____ Information provided

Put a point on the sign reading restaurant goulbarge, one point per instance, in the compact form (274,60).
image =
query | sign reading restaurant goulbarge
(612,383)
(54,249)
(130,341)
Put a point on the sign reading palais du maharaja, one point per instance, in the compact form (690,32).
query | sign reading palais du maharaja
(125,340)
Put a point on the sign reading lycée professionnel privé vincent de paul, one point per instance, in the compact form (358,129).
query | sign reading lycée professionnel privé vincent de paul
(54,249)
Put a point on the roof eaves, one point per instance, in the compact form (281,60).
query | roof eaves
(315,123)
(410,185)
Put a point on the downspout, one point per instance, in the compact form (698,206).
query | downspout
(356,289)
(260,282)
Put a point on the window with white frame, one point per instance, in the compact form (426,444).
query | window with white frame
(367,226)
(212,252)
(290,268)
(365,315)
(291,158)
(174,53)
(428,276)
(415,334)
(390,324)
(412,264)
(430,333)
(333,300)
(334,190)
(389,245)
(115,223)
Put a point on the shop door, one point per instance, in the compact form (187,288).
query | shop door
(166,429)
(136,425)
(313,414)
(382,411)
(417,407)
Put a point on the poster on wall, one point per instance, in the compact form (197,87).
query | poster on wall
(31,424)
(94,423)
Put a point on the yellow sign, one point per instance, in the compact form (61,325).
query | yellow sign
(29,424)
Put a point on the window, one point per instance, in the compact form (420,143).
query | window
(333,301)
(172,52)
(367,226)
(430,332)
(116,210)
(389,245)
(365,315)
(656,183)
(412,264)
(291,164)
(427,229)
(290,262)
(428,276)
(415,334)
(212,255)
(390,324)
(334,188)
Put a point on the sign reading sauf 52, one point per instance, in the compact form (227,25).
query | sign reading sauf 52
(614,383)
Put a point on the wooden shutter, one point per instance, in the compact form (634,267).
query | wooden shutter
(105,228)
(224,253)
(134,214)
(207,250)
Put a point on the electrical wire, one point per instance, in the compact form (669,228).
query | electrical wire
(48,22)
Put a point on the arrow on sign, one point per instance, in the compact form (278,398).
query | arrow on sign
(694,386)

________

Your goal –
Please write out again the part of the entries that opens with the line containing "Put a point on the electrical" and closes with the last line of the entries, requests included. Multiply every answer coordinate by 0.75 and round to whole numbers with halves going up, leaving the requests and their format samples unchanged.

Reply to the task –
Put a point on the electrical wire, one point per instance, in the compact form (669,228).
query | electrical wire
(36,17)
Put a point on the arrow on sign, one point per instance, in the compact form (278,398).
query | arrow on sign
(521,290)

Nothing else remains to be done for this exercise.